What needs to be done: Give the data again exactly, from its opening line through the line in which "Where can the conifer" appears.
╔══
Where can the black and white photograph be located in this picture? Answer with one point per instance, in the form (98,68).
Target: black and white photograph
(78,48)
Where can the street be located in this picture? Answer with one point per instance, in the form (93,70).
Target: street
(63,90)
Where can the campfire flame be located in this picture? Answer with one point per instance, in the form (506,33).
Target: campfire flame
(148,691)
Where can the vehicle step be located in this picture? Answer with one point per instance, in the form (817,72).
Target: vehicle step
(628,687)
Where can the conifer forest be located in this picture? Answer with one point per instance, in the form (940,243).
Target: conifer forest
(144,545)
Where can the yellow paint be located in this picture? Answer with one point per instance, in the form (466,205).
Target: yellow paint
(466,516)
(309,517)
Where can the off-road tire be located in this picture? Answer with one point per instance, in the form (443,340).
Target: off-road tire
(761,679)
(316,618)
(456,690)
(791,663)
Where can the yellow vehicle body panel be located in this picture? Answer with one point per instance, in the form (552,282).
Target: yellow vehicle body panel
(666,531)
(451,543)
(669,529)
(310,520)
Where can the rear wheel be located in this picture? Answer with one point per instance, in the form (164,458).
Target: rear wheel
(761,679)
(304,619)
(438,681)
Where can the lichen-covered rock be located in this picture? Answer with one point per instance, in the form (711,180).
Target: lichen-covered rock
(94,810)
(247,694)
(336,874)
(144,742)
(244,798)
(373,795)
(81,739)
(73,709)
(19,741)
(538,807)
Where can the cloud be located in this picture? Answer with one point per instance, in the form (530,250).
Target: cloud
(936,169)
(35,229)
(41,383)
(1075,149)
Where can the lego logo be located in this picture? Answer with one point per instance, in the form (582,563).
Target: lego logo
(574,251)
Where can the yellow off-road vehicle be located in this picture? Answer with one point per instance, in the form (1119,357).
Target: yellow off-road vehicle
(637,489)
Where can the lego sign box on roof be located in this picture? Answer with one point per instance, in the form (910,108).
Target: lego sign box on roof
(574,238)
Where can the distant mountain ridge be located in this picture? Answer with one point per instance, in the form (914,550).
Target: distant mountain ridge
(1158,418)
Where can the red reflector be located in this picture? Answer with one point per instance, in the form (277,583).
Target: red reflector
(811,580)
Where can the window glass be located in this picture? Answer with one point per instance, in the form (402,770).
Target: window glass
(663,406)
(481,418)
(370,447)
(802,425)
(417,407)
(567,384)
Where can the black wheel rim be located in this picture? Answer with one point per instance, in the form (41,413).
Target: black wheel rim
╚══
Answer box:
Where can the black and white photograph be located in this picture? Answer with one point per instance, in the form (98,68).
Target: black and white photograph
(78,48)
Where can the street be located in this picture? Answer with one point per instance, in the form (93,70).
Target: street
(63,90)
Where can the campfire flame be located in this picture? Answer with one point per instance, in the form (506,33).
Target: campfire flame
(148,691)
Where can the vehicle step be located in this picture? Answer with one point per instance, in the form (817,72).
Target: vehicle step
(628,687)
Where can the conifer forest be located in this picture? Answer with one point per instance, in the form (940,243).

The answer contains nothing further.